— WHAT THE TASK REQUIRES —
Check each statement against the Corvinus study news item below, answering yes or no and quoting the words that settle it. 1. The study examined Stack Overflow during the six months after ChatGPT launched. 2. The drop in posts was confined to novice users. 3. Stack Overflow activity fell by 25% relative to its Russian and Chinese counterparts.

— DOCUMENT EXTRACT —
# # #

A recent Corvinus study highlights a new AI Paradox: it learns from us until it replaces us – but that could be its limit

Back to news08/10/2024

A recent Corvinus study highlights a new AI Paradox: it learns from us until it replaces us – but that could be its limit

The proliferation of large language models (LLMs) like ChatGPT is diminishing public knowledge sharing on online Q&A platforms, which could hinder the training of future models, according to a recent study published by Corvinus University of Budapest.

A recently published international study by Corvinus University of Budapest provides a gap-filling analysis of the impact of ChatGPT on online communities that contribute to the public knowledge shared on the Internet, which will ultimately shape the future of artificial intelligence. The researchers pointed out that large language models (LLMs) have the potential to act as a substitute for traditional data and knowledge sources, which could lead to a decline in human-generated content. This shift may pose significant challenges for the development of future models, as there would be insufficient data to train them effectively. The study concludes that if language models result in less open, human-generated data, they will ultimately limit their own future training data sources and effectiveness.

The paper, authored by Johannes Wachs, Associate Professor at Corvinus, and his international research colleagues, examines the activity of Stack Overflow – an authoritative Q&A website for programmers – during the six months following the launch of ChatGPT, one of the most popular LLM models. The findings reveal a 25% reduction in Stack Overflow activity over the study period compared to its Russian and Chinese counterparts, where access to ChatGPT is limited, and similar mathemathics forums where ChatGPT is less effective. The researchers observed a significant decline in the number of posts across all user experience levels, from novice to expert. The study concludes that ChatGPT has, therefore, discouraged new contributions to Stack Overflow, including high-quality content.

# # #

— INFORMATION SHOWN —

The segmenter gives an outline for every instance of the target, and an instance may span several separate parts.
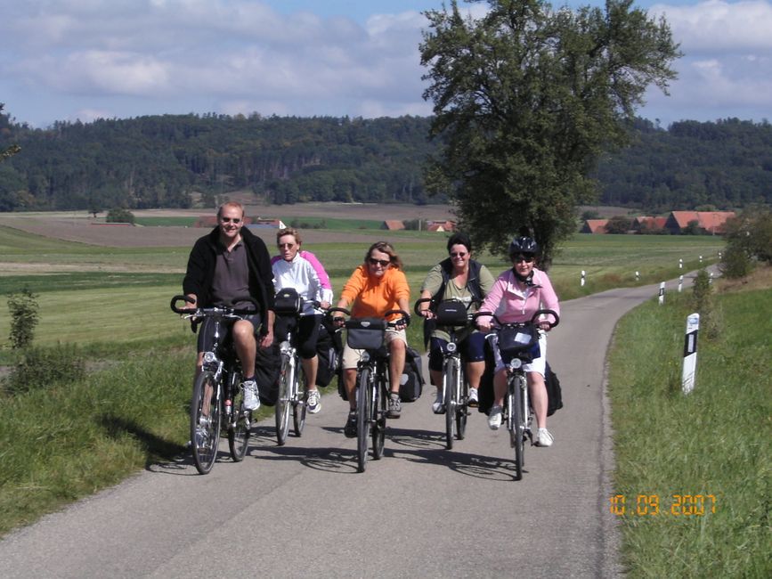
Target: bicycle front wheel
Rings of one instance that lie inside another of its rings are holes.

# # #

— ANSWER FOR THIS EXERCISE —
1. Yes: "during the six months following the launch of ChatGPT"
2. No: "a significant decline in the number of posts across all user experience levels, from novice to expert"
3. Yes: "a 25% reduction in Stack Overflow activity over the study period compared to its Russian and Chinese counterparts"